Exercise task: Present every line of the listing below as a numbered list, leaving out any blank lines.

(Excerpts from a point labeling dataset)
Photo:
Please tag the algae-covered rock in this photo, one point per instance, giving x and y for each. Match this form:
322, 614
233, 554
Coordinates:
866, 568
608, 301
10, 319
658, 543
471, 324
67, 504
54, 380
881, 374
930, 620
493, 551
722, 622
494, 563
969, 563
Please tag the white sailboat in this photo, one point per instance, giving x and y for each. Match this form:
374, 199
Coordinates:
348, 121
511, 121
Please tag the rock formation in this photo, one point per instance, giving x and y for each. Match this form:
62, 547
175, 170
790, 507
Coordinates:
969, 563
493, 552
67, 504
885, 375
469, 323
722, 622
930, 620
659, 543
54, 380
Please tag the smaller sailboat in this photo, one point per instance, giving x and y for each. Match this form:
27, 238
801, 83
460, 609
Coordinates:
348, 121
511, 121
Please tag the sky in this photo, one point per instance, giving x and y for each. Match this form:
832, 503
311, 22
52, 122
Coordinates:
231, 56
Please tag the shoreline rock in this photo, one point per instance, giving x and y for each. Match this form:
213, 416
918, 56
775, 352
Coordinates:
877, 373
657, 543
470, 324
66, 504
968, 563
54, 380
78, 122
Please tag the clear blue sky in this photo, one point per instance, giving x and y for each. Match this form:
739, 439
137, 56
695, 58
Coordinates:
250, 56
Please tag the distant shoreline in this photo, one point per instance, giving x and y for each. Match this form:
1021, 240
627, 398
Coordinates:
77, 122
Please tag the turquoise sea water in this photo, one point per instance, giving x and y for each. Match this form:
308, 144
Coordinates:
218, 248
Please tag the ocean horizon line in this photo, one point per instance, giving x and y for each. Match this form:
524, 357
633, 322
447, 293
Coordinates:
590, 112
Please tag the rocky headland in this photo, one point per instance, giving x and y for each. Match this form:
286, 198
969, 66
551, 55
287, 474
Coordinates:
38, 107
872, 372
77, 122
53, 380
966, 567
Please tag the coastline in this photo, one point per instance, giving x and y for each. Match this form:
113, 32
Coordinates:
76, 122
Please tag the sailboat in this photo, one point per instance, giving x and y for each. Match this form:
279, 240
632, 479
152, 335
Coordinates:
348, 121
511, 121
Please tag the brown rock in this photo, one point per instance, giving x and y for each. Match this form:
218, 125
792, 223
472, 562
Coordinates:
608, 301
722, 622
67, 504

Finished exercise:
1. Photo:
2. Please tag the algae-covered rock in this photo, one point per instance, giving x and y for each. Match this form:
3. 322, 614
4. 233, 554
5. Coordinates:
6. 866, 568
7. 608, 301
8. 10, 319
9. 658, 543
10. 471, 324
11. 67, 504
12. 54, 380
13. 881, 374
14. 930, 620
15. 493, 551
16. 722, 622
17. 494, 563
18. 969, 563
19. Please tag the white sailboat in this photo, one point per instance, giving x and y for each. Match this form:
20. 374, 199
21. Coordinates:
22. 348, 121
23. 511, 121
24. Please tag the rock formation in this photo, one point per instance, giving x and y for each. Match this form:
25. 62, 547
26. 175, 170
27. 790, 507
28. Coordinates:
29. 969, 563
30. 493, 552
31. 67, 504
32. 885, 375
33. 469, 323
34. 722, 622
35. 930, 620
36. 659, 543
37. 54, 380
38. Please tag the smaller sailboat in this photo, one point per instance, giving x and y for each. Match this form:
39. 27, 238
40. 801, 83
41. 460, 609
42. Coordinates:
43. 348, 121
44. 511, 121
45. Please tag the sky in this photo, one point per instance, giving x and y for each. Match this form:
46. 832, 503
47. 311, 22
48. 52, 122
49. Coordinates:
50. 231, 56
51. Please tag the shoreline rock in this photo, one point per instance, giving x and y for each. Match this form:
52. 213, 416
53. 918, 56
54. 775, 352
55. Coordinates:
56. 877, 373
57. 657, 543
58. 470, 324
59. 66, 504
60. 968, 563
61. 54, 380
62. 78, 122
63. Please tag the clear blue sky in this photo, one point per instance, giving x and y for each. Match this form:
64. 739, 439
65. 137, 56
66. 695, 58
67. Coordinates:
68. 250, 56
69. Please tag the distant shoreline in this photo, one point per instance, giving x and y for each. Match this form:
70. 1021, 240
71. 627, 398
72. Coordinates:
73. 77, 122
74. Please tag the turquoise sea water in this photo, one point per instance, giving x and y for each. Match this form:
75. 308, 144
76. Coordinates:
77. 218, 248
78. Please tag the ocean horizon line in this photo, one point per instance, giving x and y for each. Match this form:
79. 524, 357
80. 633, 322
81. 447, 293
82. Coordinates:
83. 590, 112
84. Please tag the rocky headland in this photo, one point per instance, giving x and y for each. Match this form:
85. 286, 198
86. 969, 66
87. 551, 55
88. 287, 474
89. Coordinates:
90. 38, 107
91. 872, 372
92. 77, 122
93. 53, 380
94. 966, 567
95. Please tag the coastline in this photo, one point per instance, giving x and y for each. Match this form:
96. 113, 32
97. Coordinates:
98. 76, 122
99. Please tag the sailboat in this photo, one point per instance, giving x and y for each. Match this form:
100. 279, 240
101. 632, 479
102. 152, 335
103. Coordinates:
104. 348, 121
105. 511, 121
106. Please tag the brown rock in this photo, one point per instance, giving x and y for each. Match this form:
107. 218, 125
108. 792, 223
109. 472, 562
110. Coordinates:
111. 608, 301
112. 722, 622
113. 67, 504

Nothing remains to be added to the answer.